§ **SHORT TASK**:
Can you rewrite the entries below as a two-column CSV with the columns "prompt" and "boxes", one row per entry, putting each entry's text and its answer in a single quoted field with line breaks replaced by spaces? Begin at the line that has "Now, locate blue lake" and stop after the line that has "[704,728,798,863]".

--- Start of GIVEN ENTRIES ---

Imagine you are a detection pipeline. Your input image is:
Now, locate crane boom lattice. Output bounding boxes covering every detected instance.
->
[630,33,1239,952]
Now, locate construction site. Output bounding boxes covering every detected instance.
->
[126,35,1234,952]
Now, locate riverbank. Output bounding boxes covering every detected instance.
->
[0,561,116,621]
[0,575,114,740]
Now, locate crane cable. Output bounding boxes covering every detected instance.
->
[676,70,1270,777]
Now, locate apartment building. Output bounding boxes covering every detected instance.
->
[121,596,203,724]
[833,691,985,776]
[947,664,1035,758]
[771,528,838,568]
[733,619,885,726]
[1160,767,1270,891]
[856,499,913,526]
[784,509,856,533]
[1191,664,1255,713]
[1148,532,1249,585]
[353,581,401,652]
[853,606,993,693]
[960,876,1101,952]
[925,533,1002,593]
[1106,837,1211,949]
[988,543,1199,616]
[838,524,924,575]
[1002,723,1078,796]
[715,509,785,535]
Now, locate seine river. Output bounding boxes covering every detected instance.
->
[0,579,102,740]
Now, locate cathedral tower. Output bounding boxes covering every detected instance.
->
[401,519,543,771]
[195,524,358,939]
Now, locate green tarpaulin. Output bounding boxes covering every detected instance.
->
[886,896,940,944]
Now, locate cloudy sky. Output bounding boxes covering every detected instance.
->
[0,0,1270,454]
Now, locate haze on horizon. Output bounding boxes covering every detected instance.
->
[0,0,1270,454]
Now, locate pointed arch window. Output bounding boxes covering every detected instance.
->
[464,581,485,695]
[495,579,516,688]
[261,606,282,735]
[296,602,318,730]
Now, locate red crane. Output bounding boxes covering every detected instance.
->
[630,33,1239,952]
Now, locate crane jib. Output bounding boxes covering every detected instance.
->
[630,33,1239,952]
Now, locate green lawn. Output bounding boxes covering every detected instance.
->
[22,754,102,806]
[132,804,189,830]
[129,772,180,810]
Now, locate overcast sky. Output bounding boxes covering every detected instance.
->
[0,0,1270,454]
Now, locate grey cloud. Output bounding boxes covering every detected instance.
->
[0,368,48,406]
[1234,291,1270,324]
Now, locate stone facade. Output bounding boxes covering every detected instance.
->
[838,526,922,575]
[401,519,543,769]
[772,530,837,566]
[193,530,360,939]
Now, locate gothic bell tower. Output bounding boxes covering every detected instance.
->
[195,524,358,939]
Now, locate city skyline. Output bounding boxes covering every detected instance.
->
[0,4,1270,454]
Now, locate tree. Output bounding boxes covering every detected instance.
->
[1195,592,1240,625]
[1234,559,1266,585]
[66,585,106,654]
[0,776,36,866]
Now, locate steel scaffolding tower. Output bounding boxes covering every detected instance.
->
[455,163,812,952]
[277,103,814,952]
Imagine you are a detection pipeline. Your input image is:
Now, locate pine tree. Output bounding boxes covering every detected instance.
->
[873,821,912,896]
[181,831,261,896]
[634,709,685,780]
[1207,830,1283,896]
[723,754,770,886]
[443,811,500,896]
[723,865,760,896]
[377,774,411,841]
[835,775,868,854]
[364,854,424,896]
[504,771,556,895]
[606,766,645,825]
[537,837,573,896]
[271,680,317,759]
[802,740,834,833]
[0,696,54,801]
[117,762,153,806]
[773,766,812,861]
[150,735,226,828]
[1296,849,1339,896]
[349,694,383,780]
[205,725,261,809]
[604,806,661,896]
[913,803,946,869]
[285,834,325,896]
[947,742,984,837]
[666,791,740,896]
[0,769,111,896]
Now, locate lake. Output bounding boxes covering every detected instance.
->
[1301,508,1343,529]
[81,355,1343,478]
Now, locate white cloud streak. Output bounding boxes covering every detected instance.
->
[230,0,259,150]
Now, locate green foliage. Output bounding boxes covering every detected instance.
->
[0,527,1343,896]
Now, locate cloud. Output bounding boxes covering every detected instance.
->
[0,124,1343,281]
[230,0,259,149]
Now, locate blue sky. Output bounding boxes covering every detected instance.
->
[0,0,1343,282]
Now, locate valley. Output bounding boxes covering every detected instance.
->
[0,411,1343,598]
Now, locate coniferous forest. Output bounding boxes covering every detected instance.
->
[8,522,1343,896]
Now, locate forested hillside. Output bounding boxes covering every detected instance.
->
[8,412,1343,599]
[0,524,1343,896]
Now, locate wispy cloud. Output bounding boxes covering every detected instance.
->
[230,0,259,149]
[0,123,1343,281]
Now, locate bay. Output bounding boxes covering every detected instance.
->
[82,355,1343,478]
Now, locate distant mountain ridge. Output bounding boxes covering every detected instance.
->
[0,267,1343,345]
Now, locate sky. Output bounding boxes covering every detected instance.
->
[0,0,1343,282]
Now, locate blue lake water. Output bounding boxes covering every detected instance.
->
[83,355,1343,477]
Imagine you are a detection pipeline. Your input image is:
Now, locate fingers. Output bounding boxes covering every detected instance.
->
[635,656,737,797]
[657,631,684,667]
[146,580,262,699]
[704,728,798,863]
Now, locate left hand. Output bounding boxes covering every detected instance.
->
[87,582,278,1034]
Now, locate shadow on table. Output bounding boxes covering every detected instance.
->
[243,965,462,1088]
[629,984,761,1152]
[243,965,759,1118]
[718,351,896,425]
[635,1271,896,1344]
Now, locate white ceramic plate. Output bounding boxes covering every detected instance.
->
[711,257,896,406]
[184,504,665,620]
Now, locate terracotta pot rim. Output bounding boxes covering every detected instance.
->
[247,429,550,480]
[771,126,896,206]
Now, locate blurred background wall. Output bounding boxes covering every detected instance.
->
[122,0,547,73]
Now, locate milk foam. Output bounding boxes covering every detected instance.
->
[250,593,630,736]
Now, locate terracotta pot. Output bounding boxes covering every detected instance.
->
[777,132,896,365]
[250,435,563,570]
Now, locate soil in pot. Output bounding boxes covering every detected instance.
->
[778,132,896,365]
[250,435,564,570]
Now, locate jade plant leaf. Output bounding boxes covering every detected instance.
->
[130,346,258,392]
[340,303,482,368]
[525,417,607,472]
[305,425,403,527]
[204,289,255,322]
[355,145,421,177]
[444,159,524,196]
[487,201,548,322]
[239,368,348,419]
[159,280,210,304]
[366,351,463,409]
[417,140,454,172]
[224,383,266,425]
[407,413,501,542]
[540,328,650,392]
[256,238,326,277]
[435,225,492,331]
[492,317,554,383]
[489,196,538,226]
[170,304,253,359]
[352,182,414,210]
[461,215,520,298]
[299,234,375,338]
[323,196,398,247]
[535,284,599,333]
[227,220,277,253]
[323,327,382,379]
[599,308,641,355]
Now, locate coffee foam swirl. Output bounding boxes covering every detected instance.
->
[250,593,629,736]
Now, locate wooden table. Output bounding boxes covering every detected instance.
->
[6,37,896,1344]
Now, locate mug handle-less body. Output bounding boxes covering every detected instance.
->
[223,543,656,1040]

--- End of GIVEN ENTRIES ---

§ **FINAL ANSWER**:
prompt,boxes
"Now, locate blue lake water. Output bounding boxes covering every detected instance. ->","[83,355,1343,477]"
"Imagine you are a detection pipeline. Your input image is: Now, locate fingers. Output bounding boxes covering every detected instance. ->","[635,656,737,797] [657,631,684,667] [146,580,262,699] [704,728,798,863]"